BEGIN AVAILABLE RECORDS
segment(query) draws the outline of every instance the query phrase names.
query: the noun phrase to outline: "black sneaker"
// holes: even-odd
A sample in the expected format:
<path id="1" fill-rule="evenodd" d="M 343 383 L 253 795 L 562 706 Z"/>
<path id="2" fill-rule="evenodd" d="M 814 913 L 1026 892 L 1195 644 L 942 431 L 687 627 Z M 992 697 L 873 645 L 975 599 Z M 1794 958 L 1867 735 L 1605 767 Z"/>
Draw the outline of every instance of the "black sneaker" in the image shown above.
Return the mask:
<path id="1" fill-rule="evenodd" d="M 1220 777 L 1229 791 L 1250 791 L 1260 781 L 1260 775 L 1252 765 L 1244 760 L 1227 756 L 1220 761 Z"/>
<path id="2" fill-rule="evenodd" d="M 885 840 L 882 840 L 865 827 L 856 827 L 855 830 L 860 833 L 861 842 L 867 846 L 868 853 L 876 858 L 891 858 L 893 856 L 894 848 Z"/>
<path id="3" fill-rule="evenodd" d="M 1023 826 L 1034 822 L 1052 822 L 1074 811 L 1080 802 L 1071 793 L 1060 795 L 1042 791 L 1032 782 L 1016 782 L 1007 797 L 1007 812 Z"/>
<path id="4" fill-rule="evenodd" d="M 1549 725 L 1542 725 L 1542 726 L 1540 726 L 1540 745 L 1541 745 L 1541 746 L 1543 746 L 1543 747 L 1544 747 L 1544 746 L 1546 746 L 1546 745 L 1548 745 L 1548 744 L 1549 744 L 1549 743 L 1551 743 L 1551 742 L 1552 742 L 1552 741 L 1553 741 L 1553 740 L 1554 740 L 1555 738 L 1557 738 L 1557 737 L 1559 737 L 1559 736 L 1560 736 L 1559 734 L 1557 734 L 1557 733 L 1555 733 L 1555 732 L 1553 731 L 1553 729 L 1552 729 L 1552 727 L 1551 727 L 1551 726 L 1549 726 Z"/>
END AVAILABLE RECORDS
BEGIN AVAILABLE RECORDS
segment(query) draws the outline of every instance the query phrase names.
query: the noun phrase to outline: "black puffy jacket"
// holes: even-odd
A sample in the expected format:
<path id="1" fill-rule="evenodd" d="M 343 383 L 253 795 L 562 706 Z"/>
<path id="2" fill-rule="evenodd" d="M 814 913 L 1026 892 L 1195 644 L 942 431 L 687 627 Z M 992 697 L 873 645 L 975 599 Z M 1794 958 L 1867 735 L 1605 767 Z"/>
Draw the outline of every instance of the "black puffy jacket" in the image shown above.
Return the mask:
END AVAILABLE RECORDS
BEGIN AVAILABLE RECORDS
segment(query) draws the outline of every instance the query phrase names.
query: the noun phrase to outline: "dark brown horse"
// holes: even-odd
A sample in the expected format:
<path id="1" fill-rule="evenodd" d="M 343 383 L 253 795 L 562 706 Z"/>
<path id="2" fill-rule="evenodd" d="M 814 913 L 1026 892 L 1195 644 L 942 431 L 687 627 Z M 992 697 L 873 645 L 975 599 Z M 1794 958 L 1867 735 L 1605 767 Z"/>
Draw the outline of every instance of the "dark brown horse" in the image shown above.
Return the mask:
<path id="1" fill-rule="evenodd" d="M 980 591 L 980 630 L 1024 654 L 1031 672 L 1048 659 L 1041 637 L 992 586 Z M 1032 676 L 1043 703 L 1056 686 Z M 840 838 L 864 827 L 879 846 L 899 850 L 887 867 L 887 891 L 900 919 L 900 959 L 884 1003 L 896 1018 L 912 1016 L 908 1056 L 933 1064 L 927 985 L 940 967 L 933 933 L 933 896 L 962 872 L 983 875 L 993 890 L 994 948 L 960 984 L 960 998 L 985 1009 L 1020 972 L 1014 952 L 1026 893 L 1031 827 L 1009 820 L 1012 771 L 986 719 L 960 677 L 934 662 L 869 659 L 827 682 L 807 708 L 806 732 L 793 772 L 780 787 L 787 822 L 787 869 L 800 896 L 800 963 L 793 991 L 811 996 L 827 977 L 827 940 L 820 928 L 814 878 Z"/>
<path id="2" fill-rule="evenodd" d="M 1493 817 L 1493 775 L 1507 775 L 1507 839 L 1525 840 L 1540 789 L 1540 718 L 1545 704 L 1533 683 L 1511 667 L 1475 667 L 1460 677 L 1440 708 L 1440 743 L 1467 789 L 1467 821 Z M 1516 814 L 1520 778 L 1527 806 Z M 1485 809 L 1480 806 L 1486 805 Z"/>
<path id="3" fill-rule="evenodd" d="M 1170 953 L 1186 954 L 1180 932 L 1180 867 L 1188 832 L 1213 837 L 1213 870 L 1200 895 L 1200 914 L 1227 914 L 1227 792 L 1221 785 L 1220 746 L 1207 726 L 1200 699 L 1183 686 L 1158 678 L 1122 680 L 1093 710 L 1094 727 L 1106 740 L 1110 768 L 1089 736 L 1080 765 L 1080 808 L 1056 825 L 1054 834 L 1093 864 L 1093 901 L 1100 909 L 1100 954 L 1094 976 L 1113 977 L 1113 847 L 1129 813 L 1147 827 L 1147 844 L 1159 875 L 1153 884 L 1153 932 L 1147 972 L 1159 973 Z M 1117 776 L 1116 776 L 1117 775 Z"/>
END AVAILABLE RECORDS
### ASSIGNMENT
Where does the word "jacket" appear in the records? Copy every line that holds it.

### REPLY
query: the noun phrase to outline: "black puffy jacket"
Draw the outline of every instance of the "black puffy jacket" in the image shown above.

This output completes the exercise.